> [Directive] Count the lines in the rows below that contain the string "cloud", treating uppercase and lowercase letters as different. Give only the number.

> [Data to use]
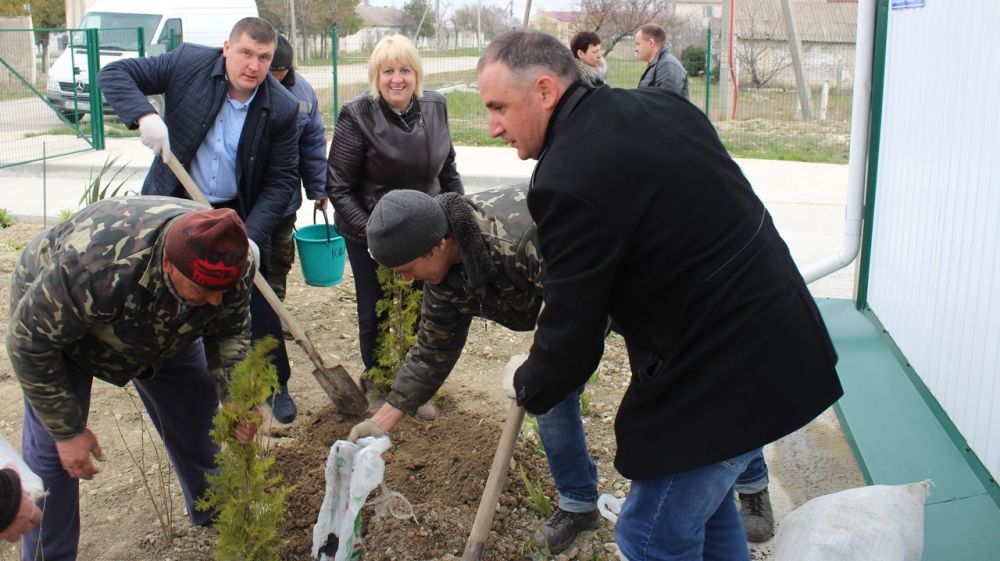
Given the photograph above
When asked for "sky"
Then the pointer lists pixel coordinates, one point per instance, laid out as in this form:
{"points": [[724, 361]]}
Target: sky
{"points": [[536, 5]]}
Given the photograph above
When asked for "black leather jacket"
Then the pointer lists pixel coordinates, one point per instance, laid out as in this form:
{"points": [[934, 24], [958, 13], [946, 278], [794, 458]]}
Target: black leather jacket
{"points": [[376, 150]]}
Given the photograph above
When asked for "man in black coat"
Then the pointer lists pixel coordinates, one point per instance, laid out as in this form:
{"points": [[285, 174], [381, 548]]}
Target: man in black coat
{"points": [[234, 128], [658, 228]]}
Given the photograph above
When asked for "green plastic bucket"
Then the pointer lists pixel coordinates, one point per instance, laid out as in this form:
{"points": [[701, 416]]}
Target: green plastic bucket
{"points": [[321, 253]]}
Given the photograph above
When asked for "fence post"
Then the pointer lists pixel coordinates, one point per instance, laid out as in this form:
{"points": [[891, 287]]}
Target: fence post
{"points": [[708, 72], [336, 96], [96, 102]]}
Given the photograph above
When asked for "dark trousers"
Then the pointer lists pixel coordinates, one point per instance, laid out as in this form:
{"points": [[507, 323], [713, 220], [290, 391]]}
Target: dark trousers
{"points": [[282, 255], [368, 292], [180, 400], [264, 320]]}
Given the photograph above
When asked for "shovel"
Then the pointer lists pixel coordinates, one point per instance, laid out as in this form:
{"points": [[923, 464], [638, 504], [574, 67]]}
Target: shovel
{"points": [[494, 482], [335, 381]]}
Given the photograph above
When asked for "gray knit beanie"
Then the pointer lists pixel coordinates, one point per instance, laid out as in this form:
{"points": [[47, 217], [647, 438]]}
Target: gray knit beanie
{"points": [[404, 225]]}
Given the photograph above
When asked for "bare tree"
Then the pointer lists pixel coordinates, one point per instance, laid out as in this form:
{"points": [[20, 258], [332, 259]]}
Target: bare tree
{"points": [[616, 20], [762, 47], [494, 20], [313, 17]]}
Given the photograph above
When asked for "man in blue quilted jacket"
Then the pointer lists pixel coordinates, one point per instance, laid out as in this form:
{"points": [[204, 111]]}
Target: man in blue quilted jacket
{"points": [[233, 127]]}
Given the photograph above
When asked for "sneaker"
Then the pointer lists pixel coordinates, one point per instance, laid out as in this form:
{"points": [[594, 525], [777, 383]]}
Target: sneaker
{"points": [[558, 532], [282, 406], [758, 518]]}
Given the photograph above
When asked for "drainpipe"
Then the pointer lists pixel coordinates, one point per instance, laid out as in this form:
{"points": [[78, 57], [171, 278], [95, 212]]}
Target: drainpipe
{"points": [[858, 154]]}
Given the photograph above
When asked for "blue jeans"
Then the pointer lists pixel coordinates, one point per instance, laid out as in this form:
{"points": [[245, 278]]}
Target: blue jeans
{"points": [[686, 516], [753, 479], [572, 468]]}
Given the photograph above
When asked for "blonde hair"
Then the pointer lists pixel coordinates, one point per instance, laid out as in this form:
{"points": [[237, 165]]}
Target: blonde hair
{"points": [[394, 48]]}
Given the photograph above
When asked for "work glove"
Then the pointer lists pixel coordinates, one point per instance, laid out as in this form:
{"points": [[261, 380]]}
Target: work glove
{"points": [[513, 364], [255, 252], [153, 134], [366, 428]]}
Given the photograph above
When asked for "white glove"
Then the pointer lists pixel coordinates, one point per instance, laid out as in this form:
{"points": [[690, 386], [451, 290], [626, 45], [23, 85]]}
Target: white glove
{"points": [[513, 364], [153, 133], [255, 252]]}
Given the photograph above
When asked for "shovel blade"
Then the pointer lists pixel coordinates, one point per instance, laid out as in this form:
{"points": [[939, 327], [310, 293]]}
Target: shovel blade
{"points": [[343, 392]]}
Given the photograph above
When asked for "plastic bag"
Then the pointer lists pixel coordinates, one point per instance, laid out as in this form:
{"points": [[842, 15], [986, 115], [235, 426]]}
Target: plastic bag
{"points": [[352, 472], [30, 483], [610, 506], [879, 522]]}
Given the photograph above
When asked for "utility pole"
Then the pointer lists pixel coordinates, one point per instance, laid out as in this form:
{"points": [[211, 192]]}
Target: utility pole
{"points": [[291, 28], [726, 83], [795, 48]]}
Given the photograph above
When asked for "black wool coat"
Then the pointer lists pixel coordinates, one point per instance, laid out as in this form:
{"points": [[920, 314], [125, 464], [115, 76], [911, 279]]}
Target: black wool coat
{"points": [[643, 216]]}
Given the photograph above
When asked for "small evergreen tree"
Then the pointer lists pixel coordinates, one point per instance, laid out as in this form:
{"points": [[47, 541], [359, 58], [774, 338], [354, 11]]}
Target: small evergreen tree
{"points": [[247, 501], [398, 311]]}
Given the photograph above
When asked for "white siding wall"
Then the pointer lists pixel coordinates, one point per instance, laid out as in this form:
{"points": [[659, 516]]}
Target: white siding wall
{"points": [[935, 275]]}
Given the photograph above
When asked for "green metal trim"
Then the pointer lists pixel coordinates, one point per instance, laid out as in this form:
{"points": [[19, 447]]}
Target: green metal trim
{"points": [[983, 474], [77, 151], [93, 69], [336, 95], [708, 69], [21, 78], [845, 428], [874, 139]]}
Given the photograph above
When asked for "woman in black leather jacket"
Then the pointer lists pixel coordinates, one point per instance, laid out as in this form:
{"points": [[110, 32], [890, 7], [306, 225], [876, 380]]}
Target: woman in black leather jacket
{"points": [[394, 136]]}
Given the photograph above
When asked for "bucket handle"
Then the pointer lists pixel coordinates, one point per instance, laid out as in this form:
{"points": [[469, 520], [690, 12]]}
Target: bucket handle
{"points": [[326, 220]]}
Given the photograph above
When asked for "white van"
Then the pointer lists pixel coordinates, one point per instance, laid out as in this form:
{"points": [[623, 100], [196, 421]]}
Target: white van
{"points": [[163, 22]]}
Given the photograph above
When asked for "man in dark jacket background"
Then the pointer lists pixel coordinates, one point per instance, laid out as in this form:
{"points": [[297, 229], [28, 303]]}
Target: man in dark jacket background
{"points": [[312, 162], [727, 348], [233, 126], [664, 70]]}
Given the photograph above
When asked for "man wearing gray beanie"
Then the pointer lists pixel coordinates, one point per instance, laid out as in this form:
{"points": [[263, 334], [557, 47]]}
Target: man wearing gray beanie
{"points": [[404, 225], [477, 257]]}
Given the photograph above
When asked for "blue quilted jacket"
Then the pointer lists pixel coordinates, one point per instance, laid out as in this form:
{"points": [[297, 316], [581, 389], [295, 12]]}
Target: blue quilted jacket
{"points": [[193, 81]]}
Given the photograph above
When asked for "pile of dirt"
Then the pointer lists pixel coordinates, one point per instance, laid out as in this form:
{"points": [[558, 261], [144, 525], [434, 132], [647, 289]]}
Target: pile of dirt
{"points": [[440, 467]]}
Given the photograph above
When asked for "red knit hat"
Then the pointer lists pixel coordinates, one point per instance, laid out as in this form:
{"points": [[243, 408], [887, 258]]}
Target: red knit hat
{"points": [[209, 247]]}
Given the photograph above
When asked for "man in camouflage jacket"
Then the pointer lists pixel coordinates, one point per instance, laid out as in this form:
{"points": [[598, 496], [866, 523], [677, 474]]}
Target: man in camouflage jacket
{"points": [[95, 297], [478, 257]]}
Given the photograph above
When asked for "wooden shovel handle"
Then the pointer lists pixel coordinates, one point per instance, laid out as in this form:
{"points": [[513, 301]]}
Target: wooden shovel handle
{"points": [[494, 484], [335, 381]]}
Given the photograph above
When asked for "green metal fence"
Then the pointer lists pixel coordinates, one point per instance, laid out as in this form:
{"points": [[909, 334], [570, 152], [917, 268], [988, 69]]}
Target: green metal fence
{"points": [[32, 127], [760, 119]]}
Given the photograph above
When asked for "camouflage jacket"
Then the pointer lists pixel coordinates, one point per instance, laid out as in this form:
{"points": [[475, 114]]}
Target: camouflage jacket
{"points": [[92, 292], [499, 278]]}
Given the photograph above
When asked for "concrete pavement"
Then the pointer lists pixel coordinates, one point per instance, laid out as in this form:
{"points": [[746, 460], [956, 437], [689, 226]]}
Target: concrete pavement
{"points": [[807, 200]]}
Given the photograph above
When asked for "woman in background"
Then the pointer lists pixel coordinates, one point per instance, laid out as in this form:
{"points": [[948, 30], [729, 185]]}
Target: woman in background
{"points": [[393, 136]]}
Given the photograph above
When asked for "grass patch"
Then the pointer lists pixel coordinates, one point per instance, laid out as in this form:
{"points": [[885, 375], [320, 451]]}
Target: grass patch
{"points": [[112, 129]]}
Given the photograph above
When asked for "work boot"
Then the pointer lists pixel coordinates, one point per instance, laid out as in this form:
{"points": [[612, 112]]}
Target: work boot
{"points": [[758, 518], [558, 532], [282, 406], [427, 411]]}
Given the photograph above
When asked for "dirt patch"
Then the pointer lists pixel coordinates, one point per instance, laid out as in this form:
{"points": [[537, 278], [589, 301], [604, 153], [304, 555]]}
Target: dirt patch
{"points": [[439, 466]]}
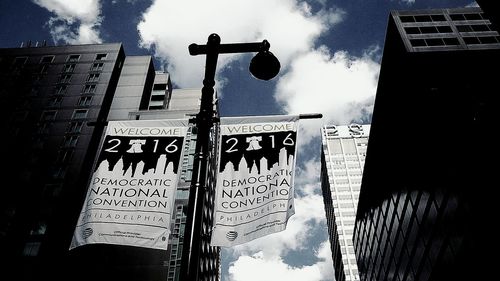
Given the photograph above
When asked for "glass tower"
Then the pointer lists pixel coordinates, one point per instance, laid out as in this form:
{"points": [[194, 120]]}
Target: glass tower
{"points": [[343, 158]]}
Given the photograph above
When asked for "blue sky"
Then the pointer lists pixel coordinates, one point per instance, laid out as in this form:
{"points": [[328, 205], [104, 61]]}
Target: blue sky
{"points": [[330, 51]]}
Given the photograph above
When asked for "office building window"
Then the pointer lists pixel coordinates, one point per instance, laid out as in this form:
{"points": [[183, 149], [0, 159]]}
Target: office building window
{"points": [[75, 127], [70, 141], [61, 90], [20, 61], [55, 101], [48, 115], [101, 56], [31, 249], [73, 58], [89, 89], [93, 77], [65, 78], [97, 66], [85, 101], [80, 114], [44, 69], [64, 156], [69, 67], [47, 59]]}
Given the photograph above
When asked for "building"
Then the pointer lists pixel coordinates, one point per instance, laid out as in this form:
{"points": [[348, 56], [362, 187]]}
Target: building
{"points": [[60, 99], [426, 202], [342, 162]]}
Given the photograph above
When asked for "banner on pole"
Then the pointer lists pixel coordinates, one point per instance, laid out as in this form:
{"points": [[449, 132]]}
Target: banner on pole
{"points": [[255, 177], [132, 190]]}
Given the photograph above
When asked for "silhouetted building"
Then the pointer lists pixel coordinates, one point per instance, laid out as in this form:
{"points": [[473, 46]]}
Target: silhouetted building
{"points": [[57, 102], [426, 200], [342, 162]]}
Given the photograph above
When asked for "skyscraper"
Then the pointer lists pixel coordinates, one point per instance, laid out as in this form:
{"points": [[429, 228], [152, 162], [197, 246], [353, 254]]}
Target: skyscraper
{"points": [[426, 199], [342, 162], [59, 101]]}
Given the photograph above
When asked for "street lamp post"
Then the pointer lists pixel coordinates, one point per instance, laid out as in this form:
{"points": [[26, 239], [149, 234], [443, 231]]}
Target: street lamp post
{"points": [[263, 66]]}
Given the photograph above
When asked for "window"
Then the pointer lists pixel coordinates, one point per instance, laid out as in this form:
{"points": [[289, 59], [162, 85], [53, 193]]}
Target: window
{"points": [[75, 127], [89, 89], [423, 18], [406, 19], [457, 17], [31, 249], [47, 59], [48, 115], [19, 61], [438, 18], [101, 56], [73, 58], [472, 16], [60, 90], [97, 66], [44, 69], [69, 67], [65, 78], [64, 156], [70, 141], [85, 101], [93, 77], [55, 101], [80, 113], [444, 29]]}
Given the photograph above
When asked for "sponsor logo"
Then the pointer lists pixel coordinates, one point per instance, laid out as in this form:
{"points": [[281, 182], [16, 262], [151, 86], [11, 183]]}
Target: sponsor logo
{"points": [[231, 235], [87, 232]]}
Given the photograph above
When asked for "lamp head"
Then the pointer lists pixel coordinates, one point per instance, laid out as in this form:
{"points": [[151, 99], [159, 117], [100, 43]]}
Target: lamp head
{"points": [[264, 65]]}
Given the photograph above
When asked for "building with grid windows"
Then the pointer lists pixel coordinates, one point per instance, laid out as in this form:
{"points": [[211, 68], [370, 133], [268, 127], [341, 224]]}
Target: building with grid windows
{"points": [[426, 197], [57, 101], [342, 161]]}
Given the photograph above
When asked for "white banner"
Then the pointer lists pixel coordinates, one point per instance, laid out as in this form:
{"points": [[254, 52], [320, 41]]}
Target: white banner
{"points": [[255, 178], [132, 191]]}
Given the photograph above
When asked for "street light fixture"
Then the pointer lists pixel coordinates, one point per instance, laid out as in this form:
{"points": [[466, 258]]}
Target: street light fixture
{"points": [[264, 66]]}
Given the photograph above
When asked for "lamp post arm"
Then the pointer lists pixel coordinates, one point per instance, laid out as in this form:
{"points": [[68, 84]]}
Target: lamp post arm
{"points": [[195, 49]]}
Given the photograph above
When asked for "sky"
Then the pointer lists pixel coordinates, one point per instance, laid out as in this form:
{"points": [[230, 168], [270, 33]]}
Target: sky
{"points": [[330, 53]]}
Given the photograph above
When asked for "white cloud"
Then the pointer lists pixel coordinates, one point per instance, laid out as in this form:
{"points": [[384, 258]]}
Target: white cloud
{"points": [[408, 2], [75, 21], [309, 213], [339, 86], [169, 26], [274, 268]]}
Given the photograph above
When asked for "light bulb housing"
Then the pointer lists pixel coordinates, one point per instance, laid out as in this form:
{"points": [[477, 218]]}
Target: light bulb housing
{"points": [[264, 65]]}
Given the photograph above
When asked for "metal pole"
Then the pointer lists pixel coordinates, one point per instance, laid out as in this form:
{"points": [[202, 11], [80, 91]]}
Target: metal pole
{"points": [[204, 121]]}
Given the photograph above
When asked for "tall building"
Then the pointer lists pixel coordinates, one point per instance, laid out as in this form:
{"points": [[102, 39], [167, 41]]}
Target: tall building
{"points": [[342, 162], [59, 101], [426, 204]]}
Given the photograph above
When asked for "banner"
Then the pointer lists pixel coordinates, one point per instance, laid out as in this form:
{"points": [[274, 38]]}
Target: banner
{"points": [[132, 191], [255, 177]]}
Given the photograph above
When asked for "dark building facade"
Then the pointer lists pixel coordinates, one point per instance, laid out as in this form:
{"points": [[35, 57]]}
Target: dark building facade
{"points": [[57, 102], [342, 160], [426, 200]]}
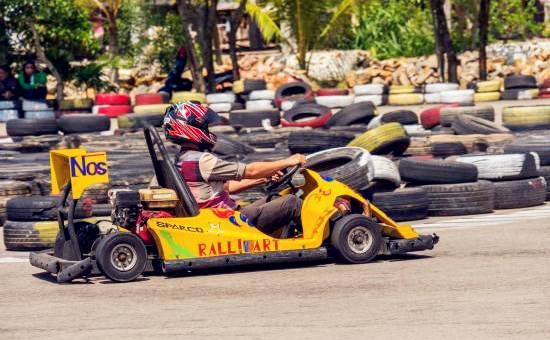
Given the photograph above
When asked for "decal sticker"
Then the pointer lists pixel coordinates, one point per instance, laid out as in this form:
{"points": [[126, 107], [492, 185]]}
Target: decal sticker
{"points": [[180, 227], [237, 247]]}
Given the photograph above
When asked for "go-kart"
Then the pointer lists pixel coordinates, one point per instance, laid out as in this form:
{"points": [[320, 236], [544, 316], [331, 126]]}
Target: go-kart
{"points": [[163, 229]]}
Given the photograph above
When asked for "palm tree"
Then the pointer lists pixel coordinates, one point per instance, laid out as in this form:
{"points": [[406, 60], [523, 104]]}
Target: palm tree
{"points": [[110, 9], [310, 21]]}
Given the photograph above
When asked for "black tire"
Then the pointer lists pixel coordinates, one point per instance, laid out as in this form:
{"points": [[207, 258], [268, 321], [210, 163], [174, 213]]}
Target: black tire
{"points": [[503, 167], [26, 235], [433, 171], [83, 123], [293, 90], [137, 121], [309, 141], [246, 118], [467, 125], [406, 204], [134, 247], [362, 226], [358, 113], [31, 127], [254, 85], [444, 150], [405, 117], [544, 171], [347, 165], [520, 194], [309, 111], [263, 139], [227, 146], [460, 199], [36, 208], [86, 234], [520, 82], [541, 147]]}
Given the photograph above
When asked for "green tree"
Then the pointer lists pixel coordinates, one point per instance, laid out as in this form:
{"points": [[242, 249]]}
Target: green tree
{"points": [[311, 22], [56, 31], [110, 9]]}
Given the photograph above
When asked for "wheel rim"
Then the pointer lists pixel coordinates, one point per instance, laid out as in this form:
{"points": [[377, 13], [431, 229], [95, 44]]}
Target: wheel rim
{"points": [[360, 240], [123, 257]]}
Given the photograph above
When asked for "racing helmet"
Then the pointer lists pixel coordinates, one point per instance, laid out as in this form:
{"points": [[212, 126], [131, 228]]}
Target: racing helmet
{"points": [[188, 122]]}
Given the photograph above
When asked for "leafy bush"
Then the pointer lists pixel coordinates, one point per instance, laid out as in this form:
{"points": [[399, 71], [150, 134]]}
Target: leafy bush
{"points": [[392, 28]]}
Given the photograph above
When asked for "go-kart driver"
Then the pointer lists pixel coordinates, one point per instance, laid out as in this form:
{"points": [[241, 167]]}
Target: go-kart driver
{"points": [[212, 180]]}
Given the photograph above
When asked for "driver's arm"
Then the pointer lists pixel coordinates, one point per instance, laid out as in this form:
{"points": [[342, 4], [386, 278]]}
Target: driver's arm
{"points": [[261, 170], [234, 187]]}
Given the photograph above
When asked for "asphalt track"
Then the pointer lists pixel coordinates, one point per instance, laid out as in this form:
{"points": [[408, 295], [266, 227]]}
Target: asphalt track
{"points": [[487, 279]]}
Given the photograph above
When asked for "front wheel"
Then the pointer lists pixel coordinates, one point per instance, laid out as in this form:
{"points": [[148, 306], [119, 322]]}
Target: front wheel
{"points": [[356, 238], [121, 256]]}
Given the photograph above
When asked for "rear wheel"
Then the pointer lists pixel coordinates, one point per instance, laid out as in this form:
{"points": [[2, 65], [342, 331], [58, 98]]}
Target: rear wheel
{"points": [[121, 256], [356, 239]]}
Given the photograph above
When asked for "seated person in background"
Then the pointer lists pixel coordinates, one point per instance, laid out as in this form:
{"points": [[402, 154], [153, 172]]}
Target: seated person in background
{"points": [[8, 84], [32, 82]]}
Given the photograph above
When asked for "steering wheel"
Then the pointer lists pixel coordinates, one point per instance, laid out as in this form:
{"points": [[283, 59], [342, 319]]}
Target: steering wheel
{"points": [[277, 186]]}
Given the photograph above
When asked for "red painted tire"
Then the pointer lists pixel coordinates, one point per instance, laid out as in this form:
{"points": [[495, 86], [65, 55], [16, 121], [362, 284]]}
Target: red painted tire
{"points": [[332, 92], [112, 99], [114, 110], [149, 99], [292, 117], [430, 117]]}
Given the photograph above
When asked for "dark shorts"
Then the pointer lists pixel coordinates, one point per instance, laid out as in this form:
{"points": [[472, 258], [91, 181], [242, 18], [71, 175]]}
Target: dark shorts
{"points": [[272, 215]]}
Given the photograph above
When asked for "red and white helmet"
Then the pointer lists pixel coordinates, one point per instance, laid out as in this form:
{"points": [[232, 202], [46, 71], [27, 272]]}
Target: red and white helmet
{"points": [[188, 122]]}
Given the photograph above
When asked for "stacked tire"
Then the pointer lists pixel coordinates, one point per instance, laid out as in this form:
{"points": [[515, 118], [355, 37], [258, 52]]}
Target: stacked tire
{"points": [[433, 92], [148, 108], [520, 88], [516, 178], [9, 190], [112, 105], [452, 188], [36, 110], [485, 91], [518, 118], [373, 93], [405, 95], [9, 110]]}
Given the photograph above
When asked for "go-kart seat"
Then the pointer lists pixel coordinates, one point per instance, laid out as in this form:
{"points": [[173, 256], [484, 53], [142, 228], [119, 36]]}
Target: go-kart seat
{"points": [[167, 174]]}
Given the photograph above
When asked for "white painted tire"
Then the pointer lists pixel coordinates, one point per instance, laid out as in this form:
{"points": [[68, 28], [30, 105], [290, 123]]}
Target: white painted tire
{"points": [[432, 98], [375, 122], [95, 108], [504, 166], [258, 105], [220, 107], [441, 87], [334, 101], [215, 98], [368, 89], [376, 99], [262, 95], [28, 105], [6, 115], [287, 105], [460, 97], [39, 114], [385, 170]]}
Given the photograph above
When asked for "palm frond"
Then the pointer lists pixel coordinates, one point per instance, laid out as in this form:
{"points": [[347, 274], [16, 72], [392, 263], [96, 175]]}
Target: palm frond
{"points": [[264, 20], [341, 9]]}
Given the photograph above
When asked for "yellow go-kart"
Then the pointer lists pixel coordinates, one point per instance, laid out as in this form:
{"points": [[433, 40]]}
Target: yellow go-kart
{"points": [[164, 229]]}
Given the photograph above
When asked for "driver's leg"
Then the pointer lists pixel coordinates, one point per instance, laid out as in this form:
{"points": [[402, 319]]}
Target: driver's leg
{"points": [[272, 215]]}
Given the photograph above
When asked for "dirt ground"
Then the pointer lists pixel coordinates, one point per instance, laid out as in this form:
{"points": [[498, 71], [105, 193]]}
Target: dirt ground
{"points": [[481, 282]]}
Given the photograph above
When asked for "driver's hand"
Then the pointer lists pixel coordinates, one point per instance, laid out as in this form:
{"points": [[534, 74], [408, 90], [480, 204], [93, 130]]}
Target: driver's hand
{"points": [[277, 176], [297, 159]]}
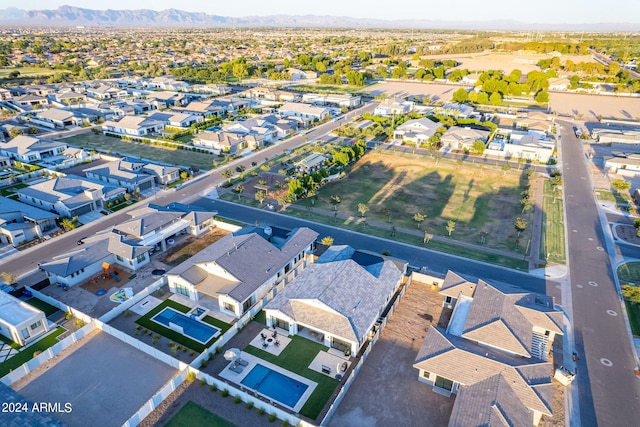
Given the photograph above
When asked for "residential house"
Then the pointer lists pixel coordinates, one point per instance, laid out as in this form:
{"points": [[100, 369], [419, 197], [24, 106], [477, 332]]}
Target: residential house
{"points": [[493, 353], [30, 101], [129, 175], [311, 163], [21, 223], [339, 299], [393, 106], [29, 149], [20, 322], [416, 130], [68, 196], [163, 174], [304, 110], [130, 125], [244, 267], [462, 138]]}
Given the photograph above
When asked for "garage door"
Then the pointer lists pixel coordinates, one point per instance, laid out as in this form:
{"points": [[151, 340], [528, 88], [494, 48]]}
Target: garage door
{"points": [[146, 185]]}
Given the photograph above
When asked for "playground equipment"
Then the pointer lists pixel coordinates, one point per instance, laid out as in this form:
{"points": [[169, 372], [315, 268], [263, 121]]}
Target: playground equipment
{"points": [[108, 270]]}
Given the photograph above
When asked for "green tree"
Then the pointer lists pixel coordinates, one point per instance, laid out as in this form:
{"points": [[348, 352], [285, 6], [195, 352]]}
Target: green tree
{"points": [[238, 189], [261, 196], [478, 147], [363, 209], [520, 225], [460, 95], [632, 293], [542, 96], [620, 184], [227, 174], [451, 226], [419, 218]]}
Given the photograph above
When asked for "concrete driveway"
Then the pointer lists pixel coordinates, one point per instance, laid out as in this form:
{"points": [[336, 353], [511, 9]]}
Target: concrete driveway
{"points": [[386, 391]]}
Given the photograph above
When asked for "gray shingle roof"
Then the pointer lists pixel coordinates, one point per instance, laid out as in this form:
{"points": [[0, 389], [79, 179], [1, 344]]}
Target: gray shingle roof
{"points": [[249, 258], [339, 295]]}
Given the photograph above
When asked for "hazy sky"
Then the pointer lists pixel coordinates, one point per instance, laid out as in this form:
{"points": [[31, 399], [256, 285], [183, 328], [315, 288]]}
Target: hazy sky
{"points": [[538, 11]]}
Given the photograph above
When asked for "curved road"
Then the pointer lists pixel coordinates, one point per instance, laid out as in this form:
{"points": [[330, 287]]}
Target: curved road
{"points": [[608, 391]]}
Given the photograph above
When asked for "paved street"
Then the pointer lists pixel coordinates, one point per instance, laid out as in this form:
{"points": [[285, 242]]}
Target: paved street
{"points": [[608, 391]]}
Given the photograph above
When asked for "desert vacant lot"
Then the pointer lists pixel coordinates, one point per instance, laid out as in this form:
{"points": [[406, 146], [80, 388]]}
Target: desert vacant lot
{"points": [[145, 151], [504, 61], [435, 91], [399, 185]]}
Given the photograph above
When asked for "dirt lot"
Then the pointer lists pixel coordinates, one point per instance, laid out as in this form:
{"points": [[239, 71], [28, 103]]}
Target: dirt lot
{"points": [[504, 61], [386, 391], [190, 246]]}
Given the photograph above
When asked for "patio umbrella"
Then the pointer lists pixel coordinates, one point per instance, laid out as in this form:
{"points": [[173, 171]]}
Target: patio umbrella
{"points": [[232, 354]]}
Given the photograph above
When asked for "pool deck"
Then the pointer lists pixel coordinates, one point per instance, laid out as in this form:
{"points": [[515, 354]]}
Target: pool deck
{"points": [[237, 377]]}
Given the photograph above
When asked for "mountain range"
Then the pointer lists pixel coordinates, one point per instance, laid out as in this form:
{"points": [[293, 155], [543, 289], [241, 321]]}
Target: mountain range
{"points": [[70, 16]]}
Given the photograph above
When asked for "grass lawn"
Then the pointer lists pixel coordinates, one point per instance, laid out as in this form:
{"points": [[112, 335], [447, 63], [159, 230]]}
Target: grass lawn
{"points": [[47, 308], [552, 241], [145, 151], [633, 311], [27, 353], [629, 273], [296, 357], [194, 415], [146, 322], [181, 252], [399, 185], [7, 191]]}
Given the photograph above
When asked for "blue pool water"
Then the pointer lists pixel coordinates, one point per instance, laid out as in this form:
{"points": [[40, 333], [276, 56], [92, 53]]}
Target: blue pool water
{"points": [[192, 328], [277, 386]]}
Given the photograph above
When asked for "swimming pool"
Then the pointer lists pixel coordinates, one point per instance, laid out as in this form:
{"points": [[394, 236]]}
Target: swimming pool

> [Result for this exercise] 2